Extract |
■ ■ ■ ■ ■ ■ ■

Yeah, so there was a lot of buying of cards
with whatever money we had.
This is Sam.
We went to elementary school together.
Was Docs a place you went?
That was on Cheshire Bridge.
Cheshire Bridge, right.
I remember because you pass all the adult entertainment shops,
which we weren't going to,
but there was a lot of conversation getting there.
One day.
With your parents.
Yeah.
On your way to collect cards on your nine.
Sam.
Sam Bathrick,
mostly collected cards with Alex Cullen.
They were best friends.
Now kids have Instagram and cell phones and TikTok videos
and we had basketball cards, you know.
I think Alex got me into basketball cards.
If you know Alex, which you do,
you know that he just kind of has this obsessive personality type.
Like, I brought basketball cards to school.
I would trade basketball cards at lunchtime, you know.
It was like me being a...

■ ■ ■ ■ ■ ■ ■

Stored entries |

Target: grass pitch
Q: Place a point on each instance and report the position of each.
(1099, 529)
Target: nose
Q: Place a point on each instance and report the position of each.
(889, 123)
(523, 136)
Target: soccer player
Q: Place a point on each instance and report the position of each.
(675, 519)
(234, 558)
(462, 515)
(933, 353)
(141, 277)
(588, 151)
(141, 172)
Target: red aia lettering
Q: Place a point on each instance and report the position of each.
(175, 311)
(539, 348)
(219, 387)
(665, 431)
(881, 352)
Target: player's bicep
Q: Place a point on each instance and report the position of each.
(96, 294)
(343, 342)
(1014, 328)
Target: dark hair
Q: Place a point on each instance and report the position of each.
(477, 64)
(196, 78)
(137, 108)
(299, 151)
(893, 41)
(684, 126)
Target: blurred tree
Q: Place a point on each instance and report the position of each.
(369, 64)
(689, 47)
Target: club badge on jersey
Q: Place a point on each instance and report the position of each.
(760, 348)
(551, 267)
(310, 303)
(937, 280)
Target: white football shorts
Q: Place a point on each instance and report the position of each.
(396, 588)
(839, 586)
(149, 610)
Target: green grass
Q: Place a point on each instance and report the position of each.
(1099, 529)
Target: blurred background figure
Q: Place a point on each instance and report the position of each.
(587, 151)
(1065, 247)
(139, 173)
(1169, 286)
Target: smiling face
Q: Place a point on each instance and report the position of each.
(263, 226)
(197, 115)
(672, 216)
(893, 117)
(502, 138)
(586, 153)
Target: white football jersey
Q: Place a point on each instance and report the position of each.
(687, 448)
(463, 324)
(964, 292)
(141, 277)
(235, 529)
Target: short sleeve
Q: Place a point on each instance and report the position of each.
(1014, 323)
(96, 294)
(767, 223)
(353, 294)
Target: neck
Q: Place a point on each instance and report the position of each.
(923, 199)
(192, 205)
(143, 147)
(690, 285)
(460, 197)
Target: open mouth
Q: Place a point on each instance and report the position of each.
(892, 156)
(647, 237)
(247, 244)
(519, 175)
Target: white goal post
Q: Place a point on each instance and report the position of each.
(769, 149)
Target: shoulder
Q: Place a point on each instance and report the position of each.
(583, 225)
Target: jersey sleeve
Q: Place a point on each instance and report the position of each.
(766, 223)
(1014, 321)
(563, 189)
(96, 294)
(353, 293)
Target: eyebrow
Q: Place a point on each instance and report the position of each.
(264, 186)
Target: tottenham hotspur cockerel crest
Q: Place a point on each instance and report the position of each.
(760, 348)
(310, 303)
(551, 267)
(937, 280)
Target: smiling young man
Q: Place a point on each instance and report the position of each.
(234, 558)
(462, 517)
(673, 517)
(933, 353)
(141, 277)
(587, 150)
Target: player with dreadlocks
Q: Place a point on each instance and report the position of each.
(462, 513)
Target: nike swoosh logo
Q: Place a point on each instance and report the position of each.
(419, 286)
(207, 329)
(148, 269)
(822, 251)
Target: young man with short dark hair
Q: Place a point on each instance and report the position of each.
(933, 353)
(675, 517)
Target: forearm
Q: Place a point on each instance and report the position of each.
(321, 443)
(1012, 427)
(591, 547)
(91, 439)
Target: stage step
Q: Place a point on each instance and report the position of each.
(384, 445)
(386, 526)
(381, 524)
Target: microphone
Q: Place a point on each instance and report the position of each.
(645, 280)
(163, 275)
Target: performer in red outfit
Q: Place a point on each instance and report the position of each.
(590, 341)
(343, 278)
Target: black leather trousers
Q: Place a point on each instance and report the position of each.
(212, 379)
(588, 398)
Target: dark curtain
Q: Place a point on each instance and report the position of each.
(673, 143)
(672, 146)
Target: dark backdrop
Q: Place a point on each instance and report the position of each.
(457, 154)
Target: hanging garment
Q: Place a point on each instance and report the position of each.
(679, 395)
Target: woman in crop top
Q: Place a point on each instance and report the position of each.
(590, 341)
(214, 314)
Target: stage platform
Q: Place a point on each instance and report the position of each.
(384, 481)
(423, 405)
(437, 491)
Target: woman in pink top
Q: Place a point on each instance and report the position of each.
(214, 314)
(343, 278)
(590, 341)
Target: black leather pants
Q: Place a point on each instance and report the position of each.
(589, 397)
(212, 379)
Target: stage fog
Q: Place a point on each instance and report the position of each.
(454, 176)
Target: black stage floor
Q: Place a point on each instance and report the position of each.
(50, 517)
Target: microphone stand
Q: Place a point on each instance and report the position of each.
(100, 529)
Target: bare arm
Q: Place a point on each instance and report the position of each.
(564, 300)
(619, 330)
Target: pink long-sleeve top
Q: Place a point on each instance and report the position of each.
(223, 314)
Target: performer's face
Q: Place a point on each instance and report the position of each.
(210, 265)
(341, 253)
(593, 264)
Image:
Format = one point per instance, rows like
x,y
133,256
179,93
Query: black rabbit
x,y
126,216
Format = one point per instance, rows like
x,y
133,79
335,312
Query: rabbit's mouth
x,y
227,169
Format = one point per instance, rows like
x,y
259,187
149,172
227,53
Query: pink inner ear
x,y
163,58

■ ■ ■ ■ ■ ■ ■

Written problem | According to the conversation about collecting basketball cards, who did Sam Bathrick mostly collect cards with?

Full solution | Alex Cullen.